Source material:
*** Begin section ***

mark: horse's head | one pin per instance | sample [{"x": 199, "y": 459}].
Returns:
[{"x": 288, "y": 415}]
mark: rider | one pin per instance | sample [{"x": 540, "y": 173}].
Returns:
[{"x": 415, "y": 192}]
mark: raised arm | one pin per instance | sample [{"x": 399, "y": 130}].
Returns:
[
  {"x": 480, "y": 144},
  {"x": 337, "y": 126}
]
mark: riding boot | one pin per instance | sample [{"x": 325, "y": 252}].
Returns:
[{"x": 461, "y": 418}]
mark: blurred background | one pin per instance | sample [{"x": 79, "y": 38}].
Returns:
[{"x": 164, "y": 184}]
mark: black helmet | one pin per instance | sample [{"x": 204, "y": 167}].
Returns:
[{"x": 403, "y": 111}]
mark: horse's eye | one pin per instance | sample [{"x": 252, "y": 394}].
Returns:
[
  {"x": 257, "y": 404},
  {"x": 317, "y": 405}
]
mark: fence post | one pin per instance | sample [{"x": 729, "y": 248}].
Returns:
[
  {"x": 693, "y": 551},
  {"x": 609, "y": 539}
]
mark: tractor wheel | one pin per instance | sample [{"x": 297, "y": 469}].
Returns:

*** End section ***

Activity:
Copy out all the entries exactly once more.

Response:
mark: horse's head | one pin per instance | sample [{"x": 199, "y": 459}].
Returns:
[{"x": 288, "y": 415}]
mark: rider | one pin per instance | sample [{"x": 540, "y": 173}].
Returns:
[{"x": 415, "y": 192}]
mark: raised arm | one pin per instance | sample [{"x": 399, "y": 130}].
Returns:
[
  {"x": 480, "y": 144},
  {"x": 337, "y": 126}
]
mark: riding boot | one pin per instance | sample [{"x": 325, "y": 252}].
Returns:
[{"x": 461, "y": 418}]
mark: blurred background | one pin per instance | sample [{"x": 79, "y": 38}].
Returns:
[{"x": 164, "y": 184}]
mark: black helmet | one pin per instance | sample [{"x": 204, "y": 167}].
Returns:
[{"x": 403, "y": 111}]
mark: horse's eye | one pin per instance | sample [{"x": 252, "y": 394}].
Returns:
[
  {"x": 257, "y": 404},
  {"x": 317, "y": 405}
]
mark: fence post | one pin per instance | sample [{"x": 729, "y": 248}].
Returns:
[
  {"x": 693, "y": 551},
  {"x": 609, "y": 539}
]
mark: tractor wheel | one pin per instance | sample [{"x": 297, "y": 469}].
Returns:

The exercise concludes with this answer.